*Exercise goal:*
What you need to produce from the material below is an exact transcription of the lines from the one with "green lawn with a bounding box." through the one with "Question: Looking at the photograph above, identify the fender", both included, and no other line.

[[ Task inputs open ]]

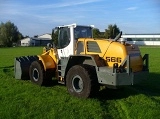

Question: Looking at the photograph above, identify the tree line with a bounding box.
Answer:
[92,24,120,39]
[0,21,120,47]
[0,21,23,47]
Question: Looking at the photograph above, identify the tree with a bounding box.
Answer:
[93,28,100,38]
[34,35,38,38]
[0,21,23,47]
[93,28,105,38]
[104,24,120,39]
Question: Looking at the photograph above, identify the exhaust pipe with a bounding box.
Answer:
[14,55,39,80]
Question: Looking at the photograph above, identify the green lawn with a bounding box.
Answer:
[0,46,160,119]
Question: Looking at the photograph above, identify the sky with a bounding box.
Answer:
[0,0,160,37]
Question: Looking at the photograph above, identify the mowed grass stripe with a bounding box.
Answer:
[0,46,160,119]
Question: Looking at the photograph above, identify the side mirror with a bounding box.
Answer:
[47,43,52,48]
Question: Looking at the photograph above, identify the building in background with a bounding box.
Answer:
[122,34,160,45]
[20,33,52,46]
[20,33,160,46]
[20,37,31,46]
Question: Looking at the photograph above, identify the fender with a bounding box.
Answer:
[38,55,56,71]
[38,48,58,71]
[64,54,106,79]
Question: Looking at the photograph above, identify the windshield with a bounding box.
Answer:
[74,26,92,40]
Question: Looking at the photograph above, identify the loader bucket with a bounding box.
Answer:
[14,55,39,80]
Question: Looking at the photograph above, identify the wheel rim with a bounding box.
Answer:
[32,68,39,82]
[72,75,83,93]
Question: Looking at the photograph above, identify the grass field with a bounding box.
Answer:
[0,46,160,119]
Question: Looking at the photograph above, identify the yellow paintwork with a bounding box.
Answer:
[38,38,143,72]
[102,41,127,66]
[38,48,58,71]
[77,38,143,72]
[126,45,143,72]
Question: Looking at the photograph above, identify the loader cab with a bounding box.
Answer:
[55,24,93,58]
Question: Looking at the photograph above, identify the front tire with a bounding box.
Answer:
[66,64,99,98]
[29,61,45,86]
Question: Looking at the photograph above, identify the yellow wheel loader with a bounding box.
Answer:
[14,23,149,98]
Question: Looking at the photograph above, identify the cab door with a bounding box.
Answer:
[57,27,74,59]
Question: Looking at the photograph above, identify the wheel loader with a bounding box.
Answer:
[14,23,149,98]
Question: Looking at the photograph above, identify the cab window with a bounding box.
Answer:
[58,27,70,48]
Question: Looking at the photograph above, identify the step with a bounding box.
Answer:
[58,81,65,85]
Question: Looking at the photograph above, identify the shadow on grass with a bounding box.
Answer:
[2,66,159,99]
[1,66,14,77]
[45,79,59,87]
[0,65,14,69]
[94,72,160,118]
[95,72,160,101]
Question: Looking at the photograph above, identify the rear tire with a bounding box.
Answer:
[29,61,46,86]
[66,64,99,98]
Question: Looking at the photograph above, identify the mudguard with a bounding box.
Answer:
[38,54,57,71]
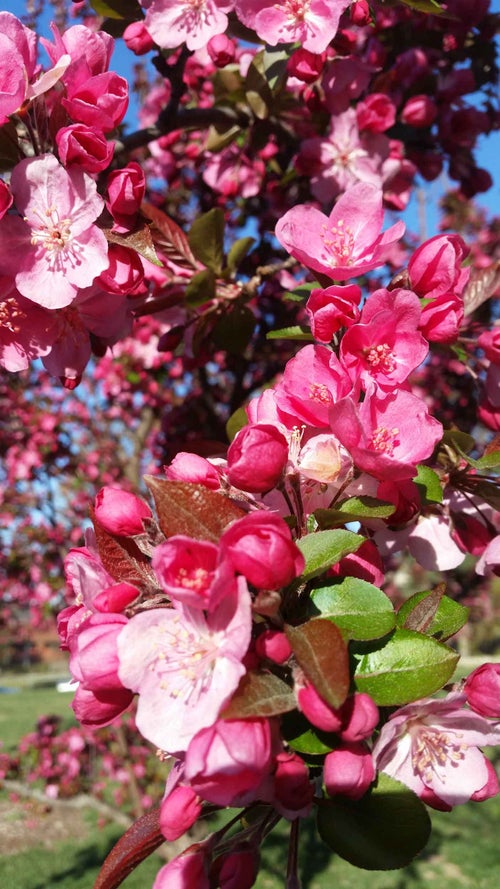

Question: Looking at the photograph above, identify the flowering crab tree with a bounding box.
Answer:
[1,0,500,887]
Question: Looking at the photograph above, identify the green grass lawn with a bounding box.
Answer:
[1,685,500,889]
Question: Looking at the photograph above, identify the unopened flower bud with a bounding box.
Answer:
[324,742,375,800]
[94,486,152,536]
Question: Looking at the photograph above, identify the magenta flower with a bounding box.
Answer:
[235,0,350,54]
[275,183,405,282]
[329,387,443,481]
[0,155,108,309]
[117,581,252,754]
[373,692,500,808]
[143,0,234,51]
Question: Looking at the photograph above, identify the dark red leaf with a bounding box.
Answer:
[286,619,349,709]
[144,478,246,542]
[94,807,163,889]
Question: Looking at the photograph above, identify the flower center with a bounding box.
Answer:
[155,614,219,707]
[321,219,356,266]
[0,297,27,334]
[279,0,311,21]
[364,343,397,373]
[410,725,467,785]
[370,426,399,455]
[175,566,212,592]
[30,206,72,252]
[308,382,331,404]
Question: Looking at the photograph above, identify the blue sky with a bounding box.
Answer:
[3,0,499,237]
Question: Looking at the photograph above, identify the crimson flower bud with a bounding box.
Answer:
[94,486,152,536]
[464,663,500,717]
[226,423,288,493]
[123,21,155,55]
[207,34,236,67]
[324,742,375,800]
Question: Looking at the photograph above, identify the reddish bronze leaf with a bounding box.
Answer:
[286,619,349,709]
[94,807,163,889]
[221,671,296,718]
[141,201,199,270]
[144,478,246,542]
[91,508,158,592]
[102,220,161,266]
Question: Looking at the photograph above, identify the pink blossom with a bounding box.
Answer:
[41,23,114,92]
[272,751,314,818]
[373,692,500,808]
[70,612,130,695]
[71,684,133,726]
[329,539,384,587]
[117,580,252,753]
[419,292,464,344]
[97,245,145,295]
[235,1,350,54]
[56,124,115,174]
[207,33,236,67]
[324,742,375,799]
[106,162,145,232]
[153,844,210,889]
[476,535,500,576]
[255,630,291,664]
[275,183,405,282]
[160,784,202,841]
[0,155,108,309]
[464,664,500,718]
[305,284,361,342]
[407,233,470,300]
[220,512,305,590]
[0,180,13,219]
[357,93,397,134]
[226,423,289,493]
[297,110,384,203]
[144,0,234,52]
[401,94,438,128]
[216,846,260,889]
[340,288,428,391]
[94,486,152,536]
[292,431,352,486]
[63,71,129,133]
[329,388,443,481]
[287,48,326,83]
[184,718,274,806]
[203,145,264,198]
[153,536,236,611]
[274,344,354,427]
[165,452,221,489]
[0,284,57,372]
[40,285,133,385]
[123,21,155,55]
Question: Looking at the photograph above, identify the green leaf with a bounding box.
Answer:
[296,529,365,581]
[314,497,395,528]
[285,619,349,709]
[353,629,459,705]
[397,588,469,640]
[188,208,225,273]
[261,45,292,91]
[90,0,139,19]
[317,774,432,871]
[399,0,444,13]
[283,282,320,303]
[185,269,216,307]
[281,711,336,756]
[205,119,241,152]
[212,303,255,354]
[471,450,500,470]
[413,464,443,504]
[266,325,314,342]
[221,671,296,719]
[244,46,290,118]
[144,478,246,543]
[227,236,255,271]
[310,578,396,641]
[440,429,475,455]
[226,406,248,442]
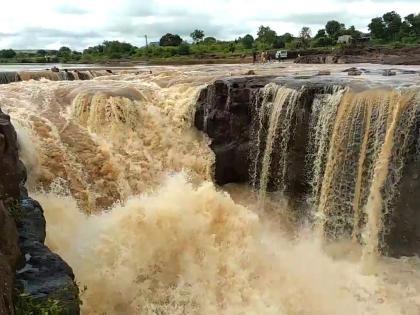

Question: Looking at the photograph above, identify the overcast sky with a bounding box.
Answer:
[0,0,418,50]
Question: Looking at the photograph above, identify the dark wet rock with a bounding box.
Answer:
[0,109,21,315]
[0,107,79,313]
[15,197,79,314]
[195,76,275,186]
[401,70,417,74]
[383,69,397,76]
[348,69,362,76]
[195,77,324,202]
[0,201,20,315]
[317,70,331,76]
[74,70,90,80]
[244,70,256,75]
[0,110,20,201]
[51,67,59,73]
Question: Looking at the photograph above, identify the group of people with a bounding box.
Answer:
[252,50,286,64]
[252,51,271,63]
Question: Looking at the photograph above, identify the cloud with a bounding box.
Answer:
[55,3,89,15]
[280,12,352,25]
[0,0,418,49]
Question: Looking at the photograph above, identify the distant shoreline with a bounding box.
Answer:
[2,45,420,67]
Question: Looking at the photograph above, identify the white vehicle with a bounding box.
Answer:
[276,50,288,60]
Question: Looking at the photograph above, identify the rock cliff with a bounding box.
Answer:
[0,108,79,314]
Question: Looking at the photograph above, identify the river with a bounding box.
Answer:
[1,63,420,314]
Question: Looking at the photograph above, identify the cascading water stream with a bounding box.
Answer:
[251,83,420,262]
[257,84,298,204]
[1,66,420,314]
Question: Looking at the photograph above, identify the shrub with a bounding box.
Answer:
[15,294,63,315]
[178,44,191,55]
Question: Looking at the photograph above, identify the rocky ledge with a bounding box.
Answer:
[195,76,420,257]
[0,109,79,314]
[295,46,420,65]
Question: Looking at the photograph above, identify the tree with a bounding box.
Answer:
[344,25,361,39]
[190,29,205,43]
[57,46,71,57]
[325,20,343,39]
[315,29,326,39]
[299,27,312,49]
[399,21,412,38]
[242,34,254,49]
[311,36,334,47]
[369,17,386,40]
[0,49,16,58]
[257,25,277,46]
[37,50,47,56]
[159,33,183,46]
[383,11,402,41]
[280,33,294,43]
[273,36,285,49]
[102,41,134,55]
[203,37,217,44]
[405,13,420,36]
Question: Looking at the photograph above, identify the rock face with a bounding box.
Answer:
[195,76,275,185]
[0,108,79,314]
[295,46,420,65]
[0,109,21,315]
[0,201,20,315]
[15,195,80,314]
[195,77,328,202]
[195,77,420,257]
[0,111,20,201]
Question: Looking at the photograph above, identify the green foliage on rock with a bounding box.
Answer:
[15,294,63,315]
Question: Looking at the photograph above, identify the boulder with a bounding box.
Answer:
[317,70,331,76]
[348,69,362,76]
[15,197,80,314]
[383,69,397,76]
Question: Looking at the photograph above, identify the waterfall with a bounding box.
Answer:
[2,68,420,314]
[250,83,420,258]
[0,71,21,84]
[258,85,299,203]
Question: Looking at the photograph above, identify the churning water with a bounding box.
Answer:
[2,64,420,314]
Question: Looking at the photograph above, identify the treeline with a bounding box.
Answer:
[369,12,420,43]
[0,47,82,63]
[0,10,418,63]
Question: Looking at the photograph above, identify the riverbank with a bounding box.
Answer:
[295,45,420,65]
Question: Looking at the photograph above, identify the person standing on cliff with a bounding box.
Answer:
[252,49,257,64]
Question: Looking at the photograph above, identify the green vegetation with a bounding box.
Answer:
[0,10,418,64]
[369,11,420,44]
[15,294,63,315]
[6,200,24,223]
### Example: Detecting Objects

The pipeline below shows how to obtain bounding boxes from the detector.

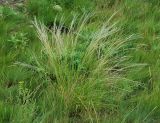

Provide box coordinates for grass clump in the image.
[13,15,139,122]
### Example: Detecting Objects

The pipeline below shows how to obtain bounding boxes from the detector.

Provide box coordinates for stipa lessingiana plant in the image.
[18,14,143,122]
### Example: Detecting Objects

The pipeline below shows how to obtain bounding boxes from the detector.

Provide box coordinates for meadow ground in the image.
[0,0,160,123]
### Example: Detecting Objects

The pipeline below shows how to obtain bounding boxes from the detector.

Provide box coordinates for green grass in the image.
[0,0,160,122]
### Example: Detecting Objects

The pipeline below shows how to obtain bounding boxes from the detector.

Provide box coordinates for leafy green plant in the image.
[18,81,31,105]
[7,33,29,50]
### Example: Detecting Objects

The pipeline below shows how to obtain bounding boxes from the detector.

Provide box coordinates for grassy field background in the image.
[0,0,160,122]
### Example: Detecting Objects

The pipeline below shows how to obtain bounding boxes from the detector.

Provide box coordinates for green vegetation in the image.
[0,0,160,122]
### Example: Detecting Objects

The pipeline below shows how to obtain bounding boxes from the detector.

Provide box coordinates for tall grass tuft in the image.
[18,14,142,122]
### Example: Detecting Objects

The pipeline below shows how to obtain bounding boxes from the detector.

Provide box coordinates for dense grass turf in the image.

[[ Task inputs closed ]]

*Solution to the problem:*
Question: Looking at the photograph above, identify the green lawn with a bounding box.
Answer:
[0,46,160,119]
Question: Looking at the photograph above, identify the sky with a bounding box.
Answer:
[0,0,160,37]
Question: Looking at the photograph above, identify the mowed grass stripe with a bounding box.
Answer:
[0,46,160,119]
Question: Looking at the photograph above, identify the side mirror with a bounding box.
Answer:
[47,43,52,48]
Question: Looking at the photograph above, identify the building in background with a bounding box.
Answer:
[122,34,160,45]
[20,33,52,46]
[20,33,160,46]
[20,37,31,46]
Question: Looking at the photograph above, identify the fender with a bounding box.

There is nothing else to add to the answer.